[Natural-language object grounding data]
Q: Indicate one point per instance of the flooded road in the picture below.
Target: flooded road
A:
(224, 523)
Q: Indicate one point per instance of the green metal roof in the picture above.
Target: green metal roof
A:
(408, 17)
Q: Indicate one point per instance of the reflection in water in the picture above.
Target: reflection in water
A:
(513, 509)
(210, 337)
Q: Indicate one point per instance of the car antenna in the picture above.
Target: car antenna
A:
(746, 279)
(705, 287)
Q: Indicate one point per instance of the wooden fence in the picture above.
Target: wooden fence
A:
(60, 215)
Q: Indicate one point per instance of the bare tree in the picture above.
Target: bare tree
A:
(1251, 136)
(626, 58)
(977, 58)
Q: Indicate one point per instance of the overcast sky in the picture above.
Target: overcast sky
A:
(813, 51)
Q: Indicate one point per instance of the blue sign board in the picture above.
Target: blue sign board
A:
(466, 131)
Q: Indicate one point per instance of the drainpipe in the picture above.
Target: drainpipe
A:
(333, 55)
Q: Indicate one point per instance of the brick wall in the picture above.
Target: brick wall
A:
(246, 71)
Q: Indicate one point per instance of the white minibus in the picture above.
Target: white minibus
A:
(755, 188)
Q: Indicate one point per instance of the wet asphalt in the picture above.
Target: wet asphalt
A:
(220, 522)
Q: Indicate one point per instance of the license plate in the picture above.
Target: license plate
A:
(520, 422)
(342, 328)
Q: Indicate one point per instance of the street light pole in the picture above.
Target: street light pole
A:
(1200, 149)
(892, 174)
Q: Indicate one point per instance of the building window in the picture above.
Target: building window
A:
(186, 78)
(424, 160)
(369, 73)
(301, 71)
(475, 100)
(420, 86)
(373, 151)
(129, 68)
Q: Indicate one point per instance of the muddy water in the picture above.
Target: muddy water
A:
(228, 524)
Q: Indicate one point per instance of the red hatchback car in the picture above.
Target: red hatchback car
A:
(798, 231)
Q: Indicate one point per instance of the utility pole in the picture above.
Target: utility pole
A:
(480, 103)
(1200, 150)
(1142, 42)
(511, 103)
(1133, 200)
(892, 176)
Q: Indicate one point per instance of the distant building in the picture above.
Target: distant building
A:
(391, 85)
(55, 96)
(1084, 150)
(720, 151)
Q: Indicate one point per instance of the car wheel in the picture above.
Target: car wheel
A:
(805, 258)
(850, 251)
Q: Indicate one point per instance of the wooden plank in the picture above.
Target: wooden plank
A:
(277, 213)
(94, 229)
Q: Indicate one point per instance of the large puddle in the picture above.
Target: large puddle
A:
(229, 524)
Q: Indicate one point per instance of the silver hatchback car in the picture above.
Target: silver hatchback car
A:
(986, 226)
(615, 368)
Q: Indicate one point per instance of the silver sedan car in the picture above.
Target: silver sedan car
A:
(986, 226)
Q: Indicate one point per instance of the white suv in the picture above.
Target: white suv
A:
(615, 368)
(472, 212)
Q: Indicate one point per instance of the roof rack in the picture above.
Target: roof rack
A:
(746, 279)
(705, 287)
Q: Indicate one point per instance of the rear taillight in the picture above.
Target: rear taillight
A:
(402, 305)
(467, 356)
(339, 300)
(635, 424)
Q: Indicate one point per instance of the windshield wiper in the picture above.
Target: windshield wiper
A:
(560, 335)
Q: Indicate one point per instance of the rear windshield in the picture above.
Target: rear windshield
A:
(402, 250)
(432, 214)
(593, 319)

## INSTRUCTIONS TO FOLLOW
Report each line of the records that holds the word "rack".

## EXERCISE RESPONSE
Q: Indicate one point per instance of the roof rack in the picture above.
Target: roof rack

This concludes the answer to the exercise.